**Short problem**
Turn the rows into a JSON list of strings, one string per line and blank lines left out. Start at the line containing "Check that every instance of the weathered" and go through to the end of the rows.
:: Given records
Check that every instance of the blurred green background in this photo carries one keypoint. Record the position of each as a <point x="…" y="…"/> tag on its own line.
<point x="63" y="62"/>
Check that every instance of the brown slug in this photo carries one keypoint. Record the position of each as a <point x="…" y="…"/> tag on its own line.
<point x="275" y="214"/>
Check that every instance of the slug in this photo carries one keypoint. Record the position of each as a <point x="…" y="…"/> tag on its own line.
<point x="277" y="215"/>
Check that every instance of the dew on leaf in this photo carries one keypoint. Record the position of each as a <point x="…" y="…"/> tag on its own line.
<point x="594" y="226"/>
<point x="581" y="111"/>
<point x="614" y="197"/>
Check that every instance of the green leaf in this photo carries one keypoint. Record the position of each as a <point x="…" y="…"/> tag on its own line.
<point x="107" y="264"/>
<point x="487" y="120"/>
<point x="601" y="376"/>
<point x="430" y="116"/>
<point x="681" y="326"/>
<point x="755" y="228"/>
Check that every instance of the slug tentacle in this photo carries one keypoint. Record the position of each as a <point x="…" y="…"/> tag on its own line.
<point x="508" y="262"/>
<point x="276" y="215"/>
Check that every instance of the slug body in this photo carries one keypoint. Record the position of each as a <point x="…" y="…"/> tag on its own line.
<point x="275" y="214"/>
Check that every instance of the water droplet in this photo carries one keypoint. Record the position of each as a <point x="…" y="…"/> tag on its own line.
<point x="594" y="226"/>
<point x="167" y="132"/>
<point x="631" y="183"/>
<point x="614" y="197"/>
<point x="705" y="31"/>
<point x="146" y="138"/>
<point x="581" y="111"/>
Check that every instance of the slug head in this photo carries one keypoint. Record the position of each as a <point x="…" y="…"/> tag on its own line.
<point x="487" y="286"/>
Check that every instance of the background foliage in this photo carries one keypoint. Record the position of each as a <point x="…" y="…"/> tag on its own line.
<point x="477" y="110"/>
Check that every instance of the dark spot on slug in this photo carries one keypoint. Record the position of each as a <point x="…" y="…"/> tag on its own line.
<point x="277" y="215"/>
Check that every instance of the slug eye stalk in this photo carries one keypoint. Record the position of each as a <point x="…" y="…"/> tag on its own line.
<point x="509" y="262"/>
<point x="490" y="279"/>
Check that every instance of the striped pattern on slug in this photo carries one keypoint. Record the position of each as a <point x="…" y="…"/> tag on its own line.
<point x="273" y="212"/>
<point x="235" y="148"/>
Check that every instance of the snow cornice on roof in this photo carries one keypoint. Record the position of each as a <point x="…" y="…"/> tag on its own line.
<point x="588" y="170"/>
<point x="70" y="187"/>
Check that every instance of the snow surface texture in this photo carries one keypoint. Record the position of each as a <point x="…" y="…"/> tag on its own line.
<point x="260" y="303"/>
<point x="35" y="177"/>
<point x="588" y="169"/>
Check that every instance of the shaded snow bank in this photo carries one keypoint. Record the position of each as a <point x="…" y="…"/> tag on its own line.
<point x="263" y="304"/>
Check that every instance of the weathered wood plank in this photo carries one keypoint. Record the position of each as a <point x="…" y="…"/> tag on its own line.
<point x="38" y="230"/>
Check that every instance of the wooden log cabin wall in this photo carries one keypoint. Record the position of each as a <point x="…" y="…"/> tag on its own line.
::::
**Completed task**
[
  "Check that every instance of the weathered wood plank in this photo carries one keypoint. Record the position of each as a <point x=\"…\" y=\"…\"/> tag on its own line.",
  "<point x=\"38\" y=\"230\"/>",
  "Check that every instance of the wooden log cabin wall in this photo carries one keypoint. Record the position of each as a <point x=\"…\" y=\"…\"/> tag on its own line."
]